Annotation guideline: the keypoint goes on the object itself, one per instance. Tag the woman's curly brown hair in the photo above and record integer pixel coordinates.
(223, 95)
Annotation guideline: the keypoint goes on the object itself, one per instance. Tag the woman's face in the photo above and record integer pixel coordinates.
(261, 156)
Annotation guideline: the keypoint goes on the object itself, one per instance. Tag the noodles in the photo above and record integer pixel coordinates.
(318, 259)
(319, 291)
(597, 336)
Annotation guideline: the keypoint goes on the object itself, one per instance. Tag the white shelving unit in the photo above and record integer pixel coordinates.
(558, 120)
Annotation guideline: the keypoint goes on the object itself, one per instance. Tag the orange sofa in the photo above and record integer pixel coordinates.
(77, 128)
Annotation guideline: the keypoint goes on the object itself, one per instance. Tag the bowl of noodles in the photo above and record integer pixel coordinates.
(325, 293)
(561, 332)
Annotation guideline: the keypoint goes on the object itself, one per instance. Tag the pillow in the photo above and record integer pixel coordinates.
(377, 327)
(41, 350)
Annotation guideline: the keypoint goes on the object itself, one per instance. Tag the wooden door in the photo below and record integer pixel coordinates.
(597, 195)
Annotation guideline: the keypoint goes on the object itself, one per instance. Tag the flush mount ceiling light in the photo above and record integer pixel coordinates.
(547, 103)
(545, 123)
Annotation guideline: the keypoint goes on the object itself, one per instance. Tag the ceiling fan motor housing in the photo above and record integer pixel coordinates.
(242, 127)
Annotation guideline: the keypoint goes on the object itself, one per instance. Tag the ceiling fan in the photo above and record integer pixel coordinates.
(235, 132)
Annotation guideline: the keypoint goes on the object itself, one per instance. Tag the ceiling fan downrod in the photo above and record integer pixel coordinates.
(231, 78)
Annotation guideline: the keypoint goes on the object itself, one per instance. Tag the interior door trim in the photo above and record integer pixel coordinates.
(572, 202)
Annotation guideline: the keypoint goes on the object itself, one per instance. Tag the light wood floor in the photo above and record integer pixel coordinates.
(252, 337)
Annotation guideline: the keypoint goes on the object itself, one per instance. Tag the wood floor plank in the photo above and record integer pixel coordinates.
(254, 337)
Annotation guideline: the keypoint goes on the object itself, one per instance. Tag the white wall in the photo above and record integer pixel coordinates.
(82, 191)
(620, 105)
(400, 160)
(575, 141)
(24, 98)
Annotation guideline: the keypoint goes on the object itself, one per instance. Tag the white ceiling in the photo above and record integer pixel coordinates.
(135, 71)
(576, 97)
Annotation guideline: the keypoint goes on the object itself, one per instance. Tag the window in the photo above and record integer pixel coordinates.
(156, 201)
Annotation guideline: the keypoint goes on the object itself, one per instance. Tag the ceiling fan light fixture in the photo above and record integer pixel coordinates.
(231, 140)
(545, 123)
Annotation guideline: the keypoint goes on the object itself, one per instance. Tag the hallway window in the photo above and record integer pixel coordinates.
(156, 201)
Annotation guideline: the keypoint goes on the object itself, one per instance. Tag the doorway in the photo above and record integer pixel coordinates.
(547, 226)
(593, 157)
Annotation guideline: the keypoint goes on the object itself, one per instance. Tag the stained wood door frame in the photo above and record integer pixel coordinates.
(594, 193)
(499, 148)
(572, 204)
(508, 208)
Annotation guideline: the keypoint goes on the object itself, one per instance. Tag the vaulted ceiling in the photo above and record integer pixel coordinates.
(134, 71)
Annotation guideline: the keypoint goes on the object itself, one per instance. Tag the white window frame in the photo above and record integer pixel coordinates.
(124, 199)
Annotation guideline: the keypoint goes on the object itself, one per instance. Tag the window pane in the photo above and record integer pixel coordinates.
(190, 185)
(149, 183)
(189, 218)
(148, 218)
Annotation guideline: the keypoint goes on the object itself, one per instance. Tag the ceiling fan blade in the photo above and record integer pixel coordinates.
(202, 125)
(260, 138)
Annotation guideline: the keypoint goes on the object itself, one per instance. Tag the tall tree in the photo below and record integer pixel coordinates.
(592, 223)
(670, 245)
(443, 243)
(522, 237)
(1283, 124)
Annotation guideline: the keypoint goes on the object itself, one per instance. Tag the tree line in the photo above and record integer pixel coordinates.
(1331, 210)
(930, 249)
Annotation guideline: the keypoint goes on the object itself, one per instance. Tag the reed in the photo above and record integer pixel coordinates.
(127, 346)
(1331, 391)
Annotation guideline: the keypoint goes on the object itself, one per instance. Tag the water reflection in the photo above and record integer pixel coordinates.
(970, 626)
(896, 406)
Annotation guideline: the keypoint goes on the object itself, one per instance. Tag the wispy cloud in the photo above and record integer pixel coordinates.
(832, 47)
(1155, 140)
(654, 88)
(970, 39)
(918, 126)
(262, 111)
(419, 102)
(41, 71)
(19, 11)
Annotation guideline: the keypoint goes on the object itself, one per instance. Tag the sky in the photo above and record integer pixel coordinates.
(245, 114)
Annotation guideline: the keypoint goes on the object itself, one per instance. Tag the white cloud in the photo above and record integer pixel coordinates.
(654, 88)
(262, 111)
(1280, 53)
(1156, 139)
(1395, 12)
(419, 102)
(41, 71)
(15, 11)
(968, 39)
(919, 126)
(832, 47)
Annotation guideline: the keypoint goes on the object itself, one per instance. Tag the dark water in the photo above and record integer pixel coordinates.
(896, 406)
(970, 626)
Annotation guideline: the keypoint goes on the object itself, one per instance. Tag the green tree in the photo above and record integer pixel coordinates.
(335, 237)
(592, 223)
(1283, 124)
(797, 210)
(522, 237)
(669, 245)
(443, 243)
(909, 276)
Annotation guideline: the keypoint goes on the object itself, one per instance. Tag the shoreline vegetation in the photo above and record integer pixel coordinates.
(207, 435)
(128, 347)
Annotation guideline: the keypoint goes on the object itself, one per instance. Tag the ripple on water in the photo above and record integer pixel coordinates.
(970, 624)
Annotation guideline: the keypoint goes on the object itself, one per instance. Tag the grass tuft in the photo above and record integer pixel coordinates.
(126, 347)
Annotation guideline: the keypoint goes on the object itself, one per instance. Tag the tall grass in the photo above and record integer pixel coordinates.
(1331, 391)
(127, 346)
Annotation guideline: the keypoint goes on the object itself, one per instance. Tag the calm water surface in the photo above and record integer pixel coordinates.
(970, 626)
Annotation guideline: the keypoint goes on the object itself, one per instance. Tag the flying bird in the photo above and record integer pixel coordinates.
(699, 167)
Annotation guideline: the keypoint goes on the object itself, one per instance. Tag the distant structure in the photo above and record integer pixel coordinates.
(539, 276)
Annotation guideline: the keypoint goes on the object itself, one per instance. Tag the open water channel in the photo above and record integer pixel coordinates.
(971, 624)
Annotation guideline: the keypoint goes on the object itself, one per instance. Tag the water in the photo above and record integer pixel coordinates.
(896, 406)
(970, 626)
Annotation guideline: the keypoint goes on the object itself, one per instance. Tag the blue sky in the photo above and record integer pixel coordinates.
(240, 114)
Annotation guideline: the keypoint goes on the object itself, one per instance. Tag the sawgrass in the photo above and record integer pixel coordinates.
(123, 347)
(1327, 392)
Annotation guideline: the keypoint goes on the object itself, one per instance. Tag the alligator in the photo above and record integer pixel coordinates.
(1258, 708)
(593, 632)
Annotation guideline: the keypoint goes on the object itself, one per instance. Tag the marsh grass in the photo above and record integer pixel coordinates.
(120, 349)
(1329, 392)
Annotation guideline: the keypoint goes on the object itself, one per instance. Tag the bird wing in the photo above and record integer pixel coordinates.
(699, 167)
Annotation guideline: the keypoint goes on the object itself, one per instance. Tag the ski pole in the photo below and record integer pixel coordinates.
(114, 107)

» **Work required**: Rewrite every entry with "Annotation guideline" swapped for "Labeling rule" wherever it occurs, and change nothing else.

» **Complete answer**:
Labeling rule: the keypoint goes on the object itself, one per instance. Tag the woman's curly brown hair in the photo above and record integer pixel coordinates.
(223, 95)
Labeling rule: the keypoint goes on the object itself, one per instance. Tag the woman's face in the photo above and record integer pixel coordinates.
(261, 156)
Labeling rule: the keypoint goes on the object itself, one per instance. Tag the noodles in the photo above and record integer pixel coordinates.
(318, 259)
(319, 291)
(597, 336)
Labeling rule: the keypoint goes on the object itself, one per instance. Tag the white shelving unit in the photo above and record integer pixel coordinates.
(558, 120)
Labeling rule: the keypoint goes on the object itself, one per instance. Tag the orange sofa in the photo above and record integer pixel coordinates.
(77, 128)
Labeling rule: the keypoint goes on the object itself, one per instance. Tag the bowl of noodles in the photo above and record integer pixel coordinates.
(325, 293)
(561, 332)
Labeling rule: the keypoint goes on the object itself, one per instance. Tag the pillow in the photo above and record integer pixel coordinates.
(377, 327)
(41, 350)
Labeling rule: the keypoint goes on the object itself, one per instance. Tag the wooden door in the photo below and record integer pixel coordinates.
(597, 195)
Labeling rule: the keypoint goes on the object itself, one per instance. Tag the flush mount ceiling light in the photo above and record integer pixel coordinates.
(547, 103)
(545, 123)
Labeling rule: the keypoint goes on the object itself, one per instance. Tag the ceiling fan motor housing in the photo above and record integer pixel coordinates.
(242, 127)
Labeling rule: the keypoint goes on the object itself, one per instance. Tag the ceiling fan in the photo above and record integer pixel coordinates.
(235, 132)
Labeling rule: the keypoint goes on the object itself, one per instance. Tag the ceiling fan downrod in the photo above and record integer pixel coordinates.
(231, 78)
Labeling rule: the keypoint goes on the object itself, one per instance. Tag the interior door trim in the photo above and record integer pixel coordinates.
(572, 202)
Labeling rule: the keypoint goes on the object itself, one per instance. Tag the light wood floor in the photo above and record integer pixel coordinates.
(252, 337)
Labeling rule: the keypoint goes on the object itself, one per instance. Tag the wood floor plank in the photo above and record integer pixel coordinates.
(254, 337)
Labeling rule: the keypoint goes on the object itself, one per instance. Tag the white wall in the photo above and record integer pixel coordinates.
(82, 191)
(620, 105)
(400, 160)
(575, 141)
(24, 98)
Labeling rule: the keypoint goes on the object itself, one per instance. Tag the white ceiling in the photo above and record integer pixel coordinates.
(135, 71)
(576, 97)
Labeling rule: the keypoint goes on the object itself, one per instance. Tag the window in the photo above and record integer pixel coordinates.
(156, 201)
Labeling rule: the keypoint goes on the object itself, one per instance. Tag the ceiling fan light fixture in the photo above and record integer pixel coordinates.
(231, 140)
(545, 123)
Labeling rule: the keypoint goes on the object itself, one per instance. Tag the hallway window in the photo above and record integer pixel coordinates.
(156, 201)
Labeling rule: the keypoint goes on the object itself, one per instance. Tag the doorway in the photo above and record integer pixel coordinates.
(547, 226)
(593, 157)
Labeling rule: the keypoint goes on the object itself, one per instance. Tag the stained wood door frame in the photo above and record integer pixel coordinates.
(594, 193)
(499, 148)
(572, 204)
(508, 208)
Labeling rule: the keypoint goes on the object itself, one per instance. Tag the vaulted ceiling in the photo above and record integer pixel coordinates.
(134, 71)
Labeling rule: the keypoint goes on the object itself, one per instance. Tag the white window frame in the photo above and record integer pixel coordinates.
(124, 199)
Labeling rule: the keypoint goes on the object itself, one per instance. Tag the window pane in the photo above and record integer pixel coordinates.
(190, 185)
(149, 183)
(189, 218)
(148, 218)
Labeling rule: the keypoint goes on the object itself, one per instance. Tag the ceiling fan blade in the photo above and record integer pixel coordinates.
(202, 125)
(260, 138)
Labeling rule: the keypoint goes on the object itself, one per instance. Tag the tall tree in the photo below and record integer pixel coordinates.
(592, 223)
(670, 245)
(443, 243)
(522, 237)
(1283, 124)
Labeling rule: the keypoint goes on the object itself, one per instance. Tag the tree line in the photo above and record integer pixel coordinates.
(1331, 210)
(930, 249)
Labeling rule: the keypoint goes on the object itself, one per instance. Tag the reed in the photo above and record integer pixel coordinates.
(127, 346)
(1331, 391)
Labeling rule: the keypoint goes on the object itself, one per instance. Tag the water reflection in the photo above and record integer pixel coordinates.
(970, 626)
(896, 406)
Labeling rule: the keypoint goes on the object itself, one per instance. Tag the wispy cloud in the photo above and record integer pixel coordinates.
(832, 47)
(1155, 140)
(654, 88)
(970, 39)
(918, 126)
(262, 111)
(419, 102)
(41, 71)
(19, 11)
Labeling rule: the keypoint goes on the object itself, one per instance. Tag the sky in the photo above and record integer pixel coordinates.
(245, 114)
Labeling rule: the keypoint goes on the object itself, one per instance. Tag the white cloud in the photo above and record integer pixel coordinates.
(654, 88)
(262, 111)
(1280, 53)
(1156, 139)
(1395, 12)
(419, 102)
(41, 71)
(15, 11)
(968, 39)
(919, 126)
(832, 47)
Labeling rule: the keypoint goes on the object itself, one per instance. Tag the dark water in the photo above and record integer pixel coordinates.
(896, 406)
(970, 626)
Labeling rule: the keypoint goes on the object itself, one per instance. Tag the green tree in the photo above and record integer pixel coordinates.
(335, 237)
(592, 223)
(1283, 124)
(797, 210)
(522, 237)
(669, 245)
(443, 243)
(909, 276)
Labeling rule: the keypoint goes on the object itself, one per instance. Tag the shoreline vegetation in the photo above and record integer pixel coordinates.
(207, 435)
(128, 347)
Labeling rule: the keypoint goes on the object itself, one per instance. Tag the ripple on water in the photo above and record integer pixel coordinates.
(970, 624)
Labeling rule: the keypoint goes on the object itself, one per instance. Tag the grass tuft in the photo above and record integer pixel coordinates.
(126, 347)
Labeling rule: the keypoint goes on the object itself, one per instance. Tag the tall grass in the photo above and record integer pixel coordinates.
(1331, 391)
(127, 346)
Labeling rule: the keypoint goes on the object itself, one per instance. Tag the calm water surface in the photo above and record integer pixel coordinates.
(970, 626)
Labeling rule: the keypoint goes on the object itself, one per instance. Tag the flying bird in the photo above and record integer pixel coordinates.
(699, 167)
Labeling rule: the keypoint goes on the object itself, one per instance. Tag the distant structure in the photo above and record integer pixel coordinates.
(539, 276)
Labeling rule: the keypoint goes on the object itself, one per instance. Tag the open water channel in the photo above and record integer pixel coordinates.
(971, 624)
Labeling rule: the keypoint goes on the object itself, one per instance. Tag the water in the photo above and record integer pixel coordinates.
(896, 406)
(970, 626)
Labeling rule: the keypoint goes on the object itself, one per instance. Tag the blue sky in the photo above and record integer pixel coordinates.
(240, 114)
Labeling rule: the keypoint goes on the object itself, one per instance. Tag the sawgrass in the photo above and record integer pixel coordinates.
(123, 347)
(1327, 392)
Labeling rule: the keypoint goes on the object itself, one per instance. Tag the alligator in the photo above and record integer pixel coordinates.
(1258, 708)
(593, 632)
Labeling rule: the keypoint goes on the object itself, one per instance. Tag the marsh grass in the photo above and record integer pixel coordinates.
(120, 349)
(1329, 392)
Labeling rule: the keypoint goes on the object itself, one per instance. Tag the bird wing in the photo above and record integer pixel coordinates.
(699, 167)
Labeling rule: the keypoint goes on the object itself, one per instance. Tag the ski pole in the photo below and record integer pixel coordinates.
(114, 107)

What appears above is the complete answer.